_Problem requirements:_
Copy the records from the line with "search: car windscreen" down to the line with "(97, 176), (117, 249)", both included, swapping "brick chimney" for "stone chimney" and changing nothing else. Leave the pictures out of your copy.
□ □ □
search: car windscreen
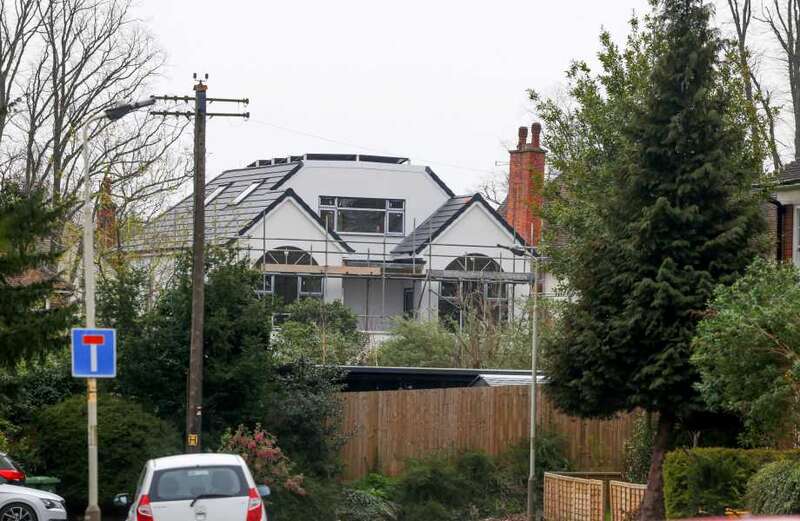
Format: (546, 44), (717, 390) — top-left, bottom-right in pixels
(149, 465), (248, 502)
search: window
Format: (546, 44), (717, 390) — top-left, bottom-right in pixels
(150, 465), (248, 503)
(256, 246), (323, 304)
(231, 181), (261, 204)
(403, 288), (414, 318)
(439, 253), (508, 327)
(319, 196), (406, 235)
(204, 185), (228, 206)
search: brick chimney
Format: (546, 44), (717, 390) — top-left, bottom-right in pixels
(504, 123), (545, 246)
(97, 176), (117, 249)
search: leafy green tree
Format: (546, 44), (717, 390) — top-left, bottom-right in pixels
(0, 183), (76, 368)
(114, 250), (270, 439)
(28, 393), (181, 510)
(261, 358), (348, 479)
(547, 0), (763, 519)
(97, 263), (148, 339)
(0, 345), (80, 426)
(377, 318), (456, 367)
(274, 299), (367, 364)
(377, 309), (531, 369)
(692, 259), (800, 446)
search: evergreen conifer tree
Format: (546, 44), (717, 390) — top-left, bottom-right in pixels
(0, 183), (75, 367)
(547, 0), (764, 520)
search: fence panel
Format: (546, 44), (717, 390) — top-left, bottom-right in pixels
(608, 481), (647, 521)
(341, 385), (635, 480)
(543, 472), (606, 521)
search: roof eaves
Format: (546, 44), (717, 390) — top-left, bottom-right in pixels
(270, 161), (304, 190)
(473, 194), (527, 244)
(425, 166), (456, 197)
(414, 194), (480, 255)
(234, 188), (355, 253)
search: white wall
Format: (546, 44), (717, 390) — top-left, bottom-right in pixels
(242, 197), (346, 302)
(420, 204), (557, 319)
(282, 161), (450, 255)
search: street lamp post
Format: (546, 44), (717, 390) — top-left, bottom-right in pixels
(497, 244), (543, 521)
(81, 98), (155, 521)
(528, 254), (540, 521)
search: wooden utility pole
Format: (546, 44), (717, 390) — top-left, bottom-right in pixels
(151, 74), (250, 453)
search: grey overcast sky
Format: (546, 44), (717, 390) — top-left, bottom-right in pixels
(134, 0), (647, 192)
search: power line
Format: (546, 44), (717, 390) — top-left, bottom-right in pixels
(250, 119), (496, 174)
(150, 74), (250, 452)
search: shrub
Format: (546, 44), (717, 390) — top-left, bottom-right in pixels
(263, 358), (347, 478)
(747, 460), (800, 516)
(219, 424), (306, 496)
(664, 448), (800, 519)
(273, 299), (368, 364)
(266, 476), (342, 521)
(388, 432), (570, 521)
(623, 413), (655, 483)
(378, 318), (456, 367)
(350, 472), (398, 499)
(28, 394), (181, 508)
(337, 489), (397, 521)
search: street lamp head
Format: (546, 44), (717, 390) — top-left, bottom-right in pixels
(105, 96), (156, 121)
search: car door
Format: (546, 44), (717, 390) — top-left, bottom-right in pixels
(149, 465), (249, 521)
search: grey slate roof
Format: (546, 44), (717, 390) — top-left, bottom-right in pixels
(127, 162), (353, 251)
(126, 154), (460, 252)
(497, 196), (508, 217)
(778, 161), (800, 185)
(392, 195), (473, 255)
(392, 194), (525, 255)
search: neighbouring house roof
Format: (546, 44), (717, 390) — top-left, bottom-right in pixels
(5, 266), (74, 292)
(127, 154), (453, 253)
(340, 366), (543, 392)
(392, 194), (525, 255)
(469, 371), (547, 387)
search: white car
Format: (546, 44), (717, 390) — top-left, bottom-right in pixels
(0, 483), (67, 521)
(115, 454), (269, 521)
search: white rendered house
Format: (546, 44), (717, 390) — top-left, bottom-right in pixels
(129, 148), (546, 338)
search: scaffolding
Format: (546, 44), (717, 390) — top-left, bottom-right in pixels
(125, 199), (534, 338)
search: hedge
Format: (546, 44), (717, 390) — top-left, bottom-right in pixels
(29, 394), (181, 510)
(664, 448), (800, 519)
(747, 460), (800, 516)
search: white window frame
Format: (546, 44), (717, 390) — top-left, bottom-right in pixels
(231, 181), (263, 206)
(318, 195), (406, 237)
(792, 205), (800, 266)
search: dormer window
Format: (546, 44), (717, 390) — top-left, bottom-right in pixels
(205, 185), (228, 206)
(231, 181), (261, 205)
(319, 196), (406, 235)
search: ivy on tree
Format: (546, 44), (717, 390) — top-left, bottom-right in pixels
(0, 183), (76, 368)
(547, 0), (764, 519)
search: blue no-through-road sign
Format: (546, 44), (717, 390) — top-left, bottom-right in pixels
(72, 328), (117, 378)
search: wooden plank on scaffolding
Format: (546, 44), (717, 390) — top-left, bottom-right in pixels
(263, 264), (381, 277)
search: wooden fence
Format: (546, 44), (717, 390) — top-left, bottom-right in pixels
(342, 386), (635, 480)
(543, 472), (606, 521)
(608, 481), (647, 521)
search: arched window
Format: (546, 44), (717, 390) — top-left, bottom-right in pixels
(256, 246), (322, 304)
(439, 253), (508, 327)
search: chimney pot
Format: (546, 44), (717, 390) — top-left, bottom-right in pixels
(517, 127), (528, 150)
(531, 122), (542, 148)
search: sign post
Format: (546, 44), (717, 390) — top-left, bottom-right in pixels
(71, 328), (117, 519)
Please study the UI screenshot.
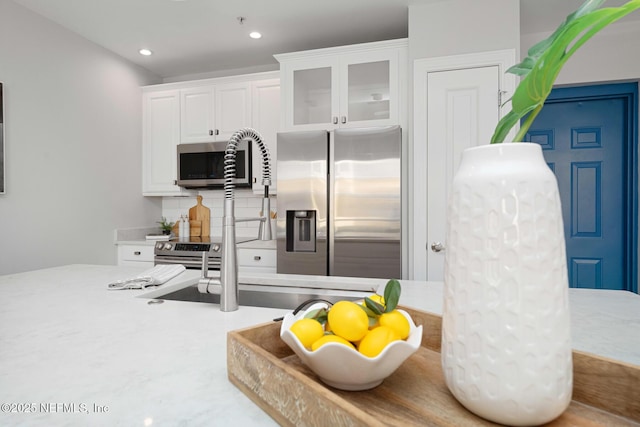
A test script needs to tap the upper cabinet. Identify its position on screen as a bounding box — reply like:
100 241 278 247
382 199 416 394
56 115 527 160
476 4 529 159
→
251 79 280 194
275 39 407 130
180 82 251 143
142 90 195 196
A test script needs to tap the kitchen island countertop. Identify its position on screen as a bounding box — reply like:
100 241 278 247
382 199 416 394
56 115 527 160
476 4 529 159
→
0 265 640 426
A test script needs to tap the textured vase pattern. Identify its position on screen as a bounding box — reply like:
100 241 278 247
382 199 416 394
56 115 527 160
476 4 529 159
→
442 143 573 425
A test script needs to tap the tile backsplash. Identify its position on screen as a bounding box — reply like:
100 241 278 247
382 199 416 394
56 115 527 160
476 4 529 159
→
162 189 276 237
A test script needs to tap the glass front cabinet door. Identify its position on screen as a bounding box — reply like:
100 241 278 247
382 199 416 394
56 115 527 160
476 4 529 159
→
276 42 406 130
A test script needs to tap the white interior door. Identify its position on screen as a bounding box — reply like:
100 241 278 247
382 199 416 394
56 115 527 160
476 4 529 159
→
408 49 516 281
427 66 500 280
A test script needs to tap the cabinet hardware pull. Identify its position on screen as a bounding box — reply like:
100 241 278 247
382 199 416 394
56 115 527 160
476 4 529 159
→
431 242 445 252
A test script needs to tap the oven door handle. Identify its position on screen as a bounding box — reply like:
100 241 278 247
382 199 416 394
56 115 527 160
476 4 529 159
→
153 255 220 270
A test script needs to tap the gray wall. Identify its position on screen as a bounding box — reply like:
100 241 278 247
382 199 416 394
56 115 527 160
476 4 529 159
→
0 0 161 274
□ □ □
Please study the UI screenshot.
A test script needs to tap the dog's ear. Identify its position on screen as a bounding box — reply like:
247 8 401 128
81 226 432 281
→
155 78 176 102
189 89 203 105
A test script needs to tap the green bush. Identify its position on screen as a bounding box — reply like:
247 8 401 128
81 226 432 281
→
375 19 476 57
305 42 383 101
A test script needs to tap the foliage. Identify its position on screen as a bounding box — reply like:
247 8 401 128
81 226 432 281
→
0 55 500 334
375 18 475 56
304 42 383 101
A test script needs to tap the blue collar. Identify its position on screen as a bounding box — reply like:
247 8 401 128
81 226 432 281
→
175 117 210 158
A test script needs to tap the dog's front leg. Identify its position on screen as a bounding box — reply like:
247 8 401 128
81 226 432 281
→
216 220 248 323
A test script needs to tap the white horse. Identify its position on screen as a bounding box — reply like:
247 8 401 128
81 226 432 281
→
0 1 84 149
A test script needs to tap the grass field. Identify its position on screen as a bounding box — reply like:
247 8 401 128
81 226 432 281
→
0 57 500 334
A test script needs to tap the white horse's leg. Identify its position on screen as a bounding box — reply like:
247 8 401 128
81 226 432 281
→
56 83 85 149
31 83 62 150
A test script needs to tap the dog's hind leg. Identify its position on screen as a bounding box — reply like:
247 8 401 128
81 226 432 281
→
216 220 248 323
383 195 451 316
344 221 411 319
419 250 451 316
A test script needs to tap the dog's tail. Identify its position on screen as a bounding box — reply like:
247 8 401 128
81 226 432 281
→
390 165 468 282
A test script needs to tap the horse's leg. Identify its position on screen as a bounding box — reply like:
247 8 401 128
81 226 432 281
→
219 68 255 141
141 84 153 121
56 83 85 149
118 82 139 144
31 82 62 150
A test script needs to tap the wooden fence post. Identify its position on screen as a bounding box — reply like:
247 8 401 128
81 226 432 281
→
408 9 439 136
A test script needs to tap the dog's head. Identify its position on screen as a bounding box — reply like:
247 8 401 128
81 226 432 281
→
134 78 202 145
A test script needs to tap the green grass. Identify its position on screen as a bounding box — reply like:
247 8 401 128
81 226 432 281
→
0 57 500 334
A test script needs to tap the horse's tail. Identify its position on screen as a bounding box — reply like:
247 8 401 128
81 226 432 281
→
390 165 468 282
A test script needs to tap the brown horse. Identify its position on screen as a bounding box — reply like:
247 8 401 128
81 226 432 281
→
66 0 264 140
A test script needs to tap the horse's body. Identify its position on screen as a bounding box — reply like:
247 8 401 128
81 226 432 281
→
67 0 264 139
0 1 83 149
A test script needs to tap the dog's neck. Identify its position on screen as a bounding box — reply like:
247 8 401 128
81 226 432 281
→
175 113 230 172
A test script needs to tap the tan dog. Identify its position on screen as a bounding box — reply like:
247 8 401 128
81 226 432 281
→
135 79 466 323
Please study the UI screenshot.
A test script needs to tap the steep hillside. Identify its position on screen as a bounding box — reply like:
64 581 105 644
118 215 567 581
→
□ □ □
_Exercise response:_
search: car windscreen
Format: (546, 44), (717, 390) — top-left, bottom-right in pixels
(149, 465), (248, 502)
search: window
Format: (546, 44), (717, 390) — top-left, bottom-right in pixels
(150, 465), (248, 503)
(256, 246), (323, 304)
(231, 181), (261, 204)
(403, 288), (414, 318)
(439, 253), (508, 327)
(319, 196), (406, 235)
(204, 185), (228, 206)
search: stone chimney
Format: (546, 44), (717, 390) — top-left, bottom-right in pixels
(504, 123), (545, 246)
(97, 176), (117, 249)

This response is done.